[Entries for bounding box labeling]
* start *
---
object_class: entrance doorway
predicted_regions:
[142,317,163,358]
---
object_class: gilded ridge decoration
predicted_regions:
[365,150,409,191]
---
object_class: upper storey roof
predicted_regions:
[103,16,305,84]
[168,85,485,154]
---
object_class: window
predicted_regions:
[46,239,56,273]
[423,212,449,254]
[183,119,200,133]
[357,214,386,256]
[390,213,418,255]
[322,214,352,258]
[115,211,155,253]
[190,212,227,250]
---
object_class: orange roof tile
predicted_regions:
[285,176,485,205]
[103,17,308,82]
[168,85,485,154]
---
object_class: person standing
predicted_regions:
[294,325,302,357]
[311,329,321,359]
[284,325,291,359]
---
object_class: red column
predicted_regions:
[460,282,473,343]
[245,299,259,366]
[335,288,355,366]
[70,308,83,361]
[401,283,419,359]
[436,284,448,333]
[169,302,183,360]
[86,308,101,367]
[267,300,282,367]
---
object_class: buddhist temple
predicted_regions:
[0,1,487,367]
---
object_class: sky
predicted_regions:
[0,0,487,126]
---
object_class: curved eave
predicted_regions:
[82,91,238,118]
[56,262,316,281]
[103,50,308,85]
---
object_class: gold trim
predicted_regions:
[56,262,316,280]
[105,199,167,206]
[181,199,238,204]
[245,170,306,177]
* end *
### Instructions to follow:
Repeat all of the entries exactly.

### Exercise response:
---
object_class: entrance doorway
predicted_regions:
[142,317,163,358]
---
object_class: gilded ridge decoration
predicted_regions:
[365,150,409,191]
---
object_class: upper storey roof
predicted_regions:
[103,16,305,84]
[168,85,485,154]
---
object_class: window
predicted_regions:
[46,239,56,273]
[423,212,449,254]
[183,119,200,133]
[357,214,386,256]
[390,213,418,255]
[322,214,352,258]
[115,211,155,253]
[190,212,227,250]
---
object_class: orange roof tile
predicted_regions:
[285,176,485,205]
[103,17,308,82]
[168,85,485,154]
---
object_class: person standing
predicted_regions:
[294,325,302,357]
[311,329,321,359]
[284,325,291,359]
---
object_class: red column
predicted_regions:
[460,282,473,343]
[245,299,259,366]
[335,288,355,366]
[70,308,83,361]
[401,283,419,359]
[436,284,448,333]
[169,302,183,360]
[86,308,101,367]
[267,300,282,367]
---
object_class: buddhist temple
predicted_regions:
[0,1,487,367]
---
object_class: sky
predicted_regions:
[0,0,487,126]
---
object_class: curved eave
predicted_regions:
[82,91,238,118]
[56,262,316,281]
[103,50,308,85]
---
object_class: gold trim
predicted_regions:
[56,262,316,280]
[105,199,167,206]
[181,199,238,204]
[245,170,306,177]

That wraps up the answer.